===== Textblock

"Ein ganz tolles Schauspiel, spannend gemacht, ganz fantastisch," schwärmt eine Zuschauerin, "und die Schauspieler sind erstklassig!" Auch wenn der Stoff des norwegischen Dramatikers Henrik Ibsen durchaus beklemmend ist, fügt ein Premierengast am Donnerstagabend hinzu: "Eine sehr moderne und ausgezeichnete Inszenierung. Menschliche Abgründe ohne Ende, sehr schön interpretiert." Viel Lob erntet die exzellente Marie Luisa Kerckhoff in der Titelrolle. Ihre Hedda Gabler ist gelangweilt und blasiert, klug und zynisch, einfach unglaublich präsent und überzeugend in ihrer verzweifelten Boshaftigkeit.

Ulmer Zuschauerin: "Es passt in diese Corona-Zeit"
Im Großen Haus des Theaters Ulm inszeniert der Berliner Gastregisseur Andreas Nathusius den Ibsen-Klassiker, der in verunsichernden Zeiten der Pandemie durchaus den Nerv der Zeit trifft und existenzielle Fragen nach dem Sinn unseres Daseins aufwirft. Da sieht eine Ulmer Zuschauerin durchaus Parallelen zur heutigen Krisenstimmung in der Pandemie: "Von daher passt es eigentlich ganz gut in diese Corona-Zeit, die ja auch düster ist." Im psychologisch tiefsinnigen Ibsen-Drama spiegeln sich die gesellschaftlichen Verhältnisse nicht nur des Bürgertums im 19. Jahrhundert.

==========
===== Erfasste Daten

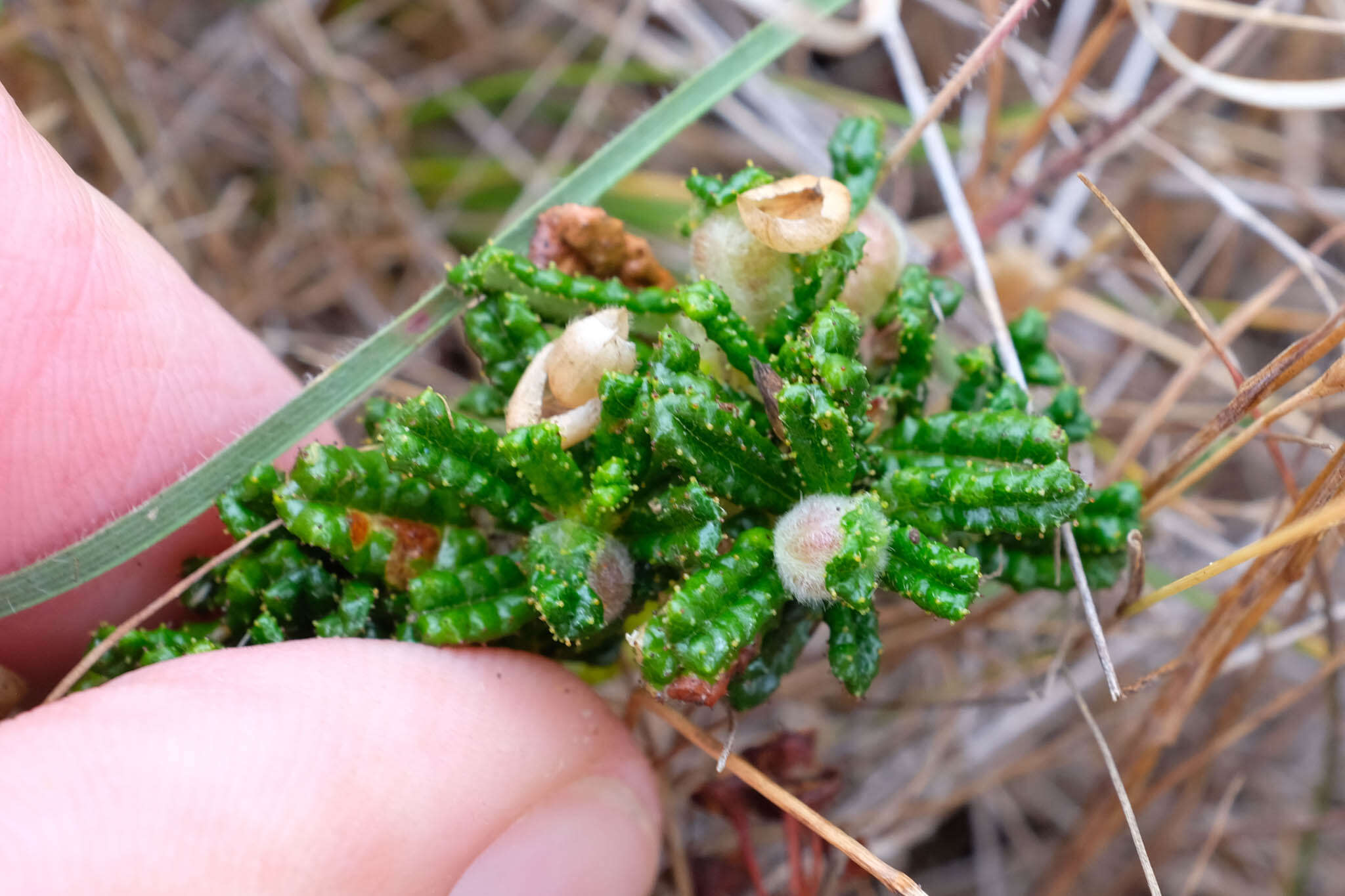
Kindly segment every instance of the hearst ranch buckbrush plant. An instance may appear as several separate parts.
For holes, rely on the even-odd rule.
[[[1040,313],[1011,334],[1042,414],[985,347],[927,412],[962,287],[904,265],[872,200],[880,140],[842,122],[830,177],[693,173],[690,282],[580,206],[543,214],[527,255],[461,262],[482,382],[456,406],[375,399],[370,445],[254,467],[221,517],[234,537],[281,528],[184,595],[199,621],[132,631],[79,686],[221,646],[370,637],[593,665],[628,649],[650,689],[744,709],[818,626],[862,696],[885,602],[956,621],[987,578],[1073,587],[1059,527],[1089,580],[1115,583],[1139,492],[1091,492],[1069,467],[1092,422]]]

==========

Auftrag 1:
Gib bitte im Bericht über die Ulmer Hedda-Gabler-Inszenierung den Abschnitt von „Im Großen Haus“ bis „im 19. Jahrhundert.“ wörtlich wieder.
Auftrag 2:
Setze den Bericht über die Ulmer Hedda-Gabler-Inszenierung nach seinem letzten Satz fort.
Die Zeilen werden hier nicht benötigt.

Antwortfeld 1:
Im Großen Haus des Theaters Ulm inszeniert der Berliner Gastregisseur Andreas Nathusius den Ibsen-Klassiker, der in verunsichernden Zeiten der Pandemie durchaus den Nerv der Zeit trifft und existenzielle Fragen nach dem Sinn unseres Daseins aufwirft. Da sieht eine Ulmer Zuschauerin durchaus Parallelen zur heutigen Krisenstimmung in der Pandemie: "Von daher passt es eigentlich ganz gut in diese Corona-Zeit, die ja auch düster ist." Im psychologisch tiefsinnigen Ibsen-Drama spiegeln sich die gesellschaftlichen Verhältnisse nicht nur des Bürgertums im 19. Jahrhundert.

Antwortfeld 2:
Chefdramaturg: "Tolles Abbild für unsere Gesellschaft"
Der geniale Theatertext stammt zwar von 1890, er ist aber im Grunde genommen immer noch ein tolles Abbild auch für unsere Gesellschaft", betont Chefdramaturg Christian Katzschmann. Es geht nämlich auch um die allfällige Sinnkrise. "Was stellt unsere Gesellschaft an Lebenssinn zur Verfügung außer Konsum und Karriere?", fragt Katzschmann, der auch stellvertretender Theaterintendant ist. Diese Frage kann das Ulmer Publikum am Ende trotz aller Beklemmung mit nach Hause nehmen. "Also, worum geht es mir persönlich eigentlich im Leben? Wenn man sich das fragt nach so einem Theaterabend, ist viel gewonnen."